BEGIN QUOTED PASSAGE
At exactly 8am, just like automated machines programmed to be powered-on at a scheduled time, everyone appeared back in my sight signaling the start of the operation. I was moved to the surgery room and they tied me up in the operating bed like as if I will undergo euthanasia. I asked myself “am I nervous?” and I answered back “no, I’m not. Actually, I’m having fun that’s why I was brought to the operating room, ain’t I?” and I smiled back at me through my reflections in the bulbs above and rolled my eyes. The doctors came in and started wearing their ambidextrous gloves and surgical masks. The anesthesiologist was the last to get in and squeezed my hand advising me that she is about to administer the general anesthesia. Before I could even reply, I felt like I was stripped off with all my energy, lost motor reflexes and… blacked out.

Err… what I thought was I blacked out but what I remembered seeing next is everything white. Everything around me is blinding white light fading in the middle of a spherical shape. I imagined being in a wide-mouthed tunnel but the lights are inverted. It was white all over and there was a black dot in the middle. I hear voices talking but I don’t see anyone, I don’t understand what they were talking about either. I wasn’t walking but I felt I was drifting towards the middle of the sphere. It seemed that I was inside a vacuum and I was being sucked up by the black hole. It was a very strong, irresistible force. There were other shades of white around me which appeared to be intangible, shadow-like shapes which I can’t hang on to resist the pulling force in the middle. I remember I have written something in the walls of white clouds but I can’t recall what these were. An absolute pressure suddenly heaved my body aloft and drawn myself at the core.
END QUOTED PASSAGE
> LIST OF TASKS:
1. Please transcribe the part of the surgery account that opens with the words containing "At exactly 8am, just" and closes with "and… blacked out.".
2. Answer these questions using the surgery account.
(a) At what time did everyone reappear to signal the start of the operation?
(b) Who was the last person to come into the room?
(c) What color was the dot in the middle of the white?
3. Carry the surgery account forward, starting after its final sentence.
The items after this account were taken from a separate source.
BEGIN AVAILABLE DATA
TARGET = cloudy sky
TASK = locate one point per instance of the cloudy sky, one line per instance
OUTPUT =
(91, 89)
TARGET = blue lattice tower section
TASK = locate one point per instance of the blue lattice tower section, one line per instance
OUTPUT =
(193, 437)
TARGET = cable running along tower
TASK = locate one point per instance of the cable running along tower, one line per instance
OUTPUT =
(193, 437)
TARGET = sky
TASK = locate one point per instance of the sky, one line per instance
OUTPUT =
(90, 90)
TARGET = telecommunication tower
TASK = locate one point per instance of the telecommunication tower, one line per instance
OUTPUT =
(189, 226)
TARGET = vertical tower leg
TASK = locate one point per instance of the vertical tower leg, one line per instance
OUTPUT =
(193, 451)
END AVAILABLE DATA
> ANSWERS IN ORDER:
1.
At exactly 8am, just like automated machines programmed to be powered-on at a scheduled time, everyone appeared back in my sight signaling the start of the operation. I was moved to the surgery room and they tied me up in the operating bed like as if I will undergo euthanasia. I asked myself “am I nervous?” and I answered back “no, I’m not. Actually, I’m having fun that’s why I was brought to the operating room, ain’t I?” and I smiled back at me through my reflections in the bulbs above and rolled my eyes. The doctors came in and started wearing their ambidextrous gloves and surgical masks. The anesthesiologist was the last to get in and squeezed my hand advising me that she is about to administer the general anesthesia. Before I could even reply, I felt like I was stripped off with all my energy, lost motor reflexes and… blacked out.

2.
(a) At exactly 8am.
(b) The anesthesiologist.
(c) Black.

3.
A tightening force was felt in my right arm suddenly, realizing that I was awakened by the BP cuff programmed to check my blood pressure every 10 minutes. I forced to open my eyes and tried to figure out where I was. My vision was blurry. I was like staring at the window pane and it was raining outside. I started to regain full visual acuity and I noticed I was in a cubicle where I think it is called Recovery Room. The BP cuff in my arm started to release its squeeze and heard the machine beeped continuously. I checked my four limbs of motor reflexes and consciousness, all intact. I heard footsteps approaching. It was the attending nurse. She seemed glad that I was already awake and congratulated me for the successful operation. She advised me that I was asleep for three hours. I was amazed. I still remember the last memory I had in the white spherical tunnel and it felt like this only happened in a few minutes, not hours. I wondered where I was in between.

I was finally delivered back to my room where my wife is waiting. I was advised that I will be asleep the whole day as inevitable effect of the anesthesia. I gladly closed my eyes once more. Hours passed. The ticking of the clock was calm and tranquil. Different forms of shapes and odd figures grew in my dreams as if I was in a montage of old photographs. I felt like I was in a trance. Everything is numb. Everything. And the pain in my chest has ended.